Return the full listing exactly as it is written.

## Dataset records
+--
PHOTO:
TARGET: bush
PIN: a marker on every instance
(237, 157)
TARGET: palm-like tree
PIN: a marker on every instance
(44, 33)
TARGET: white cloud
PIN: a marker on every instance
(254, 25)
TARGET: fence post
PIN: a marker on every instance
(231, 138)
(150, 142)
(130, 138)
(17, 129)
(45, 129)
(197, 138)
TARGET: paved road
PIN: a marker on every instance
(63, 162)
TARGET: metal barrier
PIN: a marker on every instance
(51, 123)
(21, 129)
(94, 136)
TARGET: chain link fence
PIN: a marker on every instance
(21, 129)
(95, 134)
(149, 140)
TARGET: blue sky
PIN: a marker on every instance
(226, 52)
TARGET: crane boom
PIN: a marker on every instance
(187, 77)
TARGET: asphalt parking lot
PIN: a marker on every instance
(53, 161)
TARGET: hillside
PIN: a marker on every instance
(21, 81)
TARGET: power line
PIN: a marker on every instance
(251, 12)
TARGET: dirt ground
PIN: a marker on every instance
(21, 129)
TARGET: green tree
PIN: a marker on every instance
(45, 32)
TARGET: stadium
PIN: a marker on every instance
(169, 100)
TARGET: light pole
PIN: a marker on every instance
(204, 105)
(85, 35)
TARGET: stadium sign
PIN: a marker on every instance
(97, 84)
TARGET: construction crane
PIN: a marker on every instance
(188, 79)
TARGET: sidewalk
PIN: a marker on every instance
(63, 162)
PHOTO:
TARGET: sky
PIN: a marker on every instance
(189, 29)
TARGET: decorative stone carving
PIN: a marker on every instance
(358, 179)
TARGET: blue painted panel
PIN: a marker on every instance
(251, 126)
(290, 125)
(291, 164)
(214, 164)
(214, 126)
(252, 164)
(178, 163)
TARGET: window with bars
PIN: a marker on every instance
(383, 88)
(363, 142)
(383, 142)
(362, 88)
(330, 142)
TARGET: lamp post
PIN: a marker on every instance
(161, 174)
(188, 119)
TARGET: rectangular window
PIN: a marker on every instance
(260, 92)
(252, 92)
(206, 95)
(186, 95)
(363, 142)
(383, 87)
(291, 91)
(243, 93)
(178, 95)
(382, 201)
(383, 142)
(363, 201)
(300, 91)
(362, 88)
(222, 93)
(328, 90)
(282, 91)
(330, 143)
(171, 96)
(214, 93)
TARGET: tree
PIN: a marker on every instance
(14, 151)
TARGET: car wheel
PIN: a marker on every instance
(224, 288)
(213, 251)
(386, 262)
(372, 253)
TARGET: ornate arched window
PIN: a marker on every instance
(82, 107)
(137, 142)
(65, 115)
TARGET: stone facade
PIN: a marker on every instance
+--
## The response
PHOTO:
TARGET: bush
PIN: a marker on every instance
(237, 157)
TARGET: palm-like tree
PIN: a marker on every instance
(44, 33)
TARGET: white cloud
PIN: a marker on every instance
(254, 25)
TARGET: fence post
PIN: a marker on every instance
(231, 138)
(150, 142)
(130, 138)
(17, 129)
(45, 129)
(197, 138)
TARGET: paved road
PIN: a marker on every instance
(63, 162)
TARGET: metal barrier
PIN: a marker on every instance
(51, 123)
(21, 129)
(94, 136)
TARGET: chain link fence
PIN: a marker on every instance
(21, 129)
(95, 134)
(149, 140)
TARGET: blue sky
PIN: a marker on every instance
(226, 52)
TARGET: crane boom
PIN: a marker on every instance
(187, 77)
TARGET: asphalt parking lot
PIN: a marker on every instance
(53, 161)
TARGET: hillside
PIN: a marker on every instance
(21, 81)
TARGET: power line
PIN: a marker on every instance
(251, 12)
TARGET: dirt ground
PIN: a marker on every instance
(21, 129)
TARGET: green tree
PIN: a marker on every instance
(45, 32)
TARGET: stadium
PIN: a marker on every instance
(169, 100)
TARGET: light pole
PIN: a marker on every instance
(204, 105)
(85, 35)
TARGET: stadium sign
PIN: a marker on every instance
(97, 84)
TARGET: construction crane
PIN: a marker on every instance
(188, 79)
TARGET: sidewalk
PIN: a marker on every instance
(63, 162)
PHOTO:
TARGET: sky
PIN: a marker on every instance
(189, 29)
TARGET: decorative stone carving
PIN: a marker on every instance
(358, 179)
TARGET: blue painted panel
PIN: a marker on every instance
(251, 126)
(290, 125)
(291, 164)
(214, 164)
(214, 126)
(252, 164)
(178, 163)
TARGET: window with bars
PIN: a marker on every instance
(383, 88)
(363, 142)
(383, 142)
(362, 88)
(330, 142)
TARGET: lamp post
PIN: a marker on every instance
(161, 174)
(188, 119)
TARGET: rectangular window
PIN: a marker on every instance
(260, 92)
(252, 92)
(206, 95)
(186, 95)
(363, 142)
(383, 87)
(291, 91)
(243, 93)
(178, 95)
(382, 201)
(383, 142)
(363, 201)
(300, 91)
(362, 88)
(222, 93)
(328, 90)
(282, 91)
(330, 143)
(171, 96)
(214, 93)
TARGET: tree
PIN: a marker on every instance
(14, 151)
TARGET: car wheel
PIN: a marker on every instance
(224, 288)
(213, 251)
(386, 262)
(372, 253)
TARGET: ornate arched window
PIN: a marker on every instance
(82, 107)
(137, 142)
(65, 115)
TARGET: stone facade
PIN: a marker on every instance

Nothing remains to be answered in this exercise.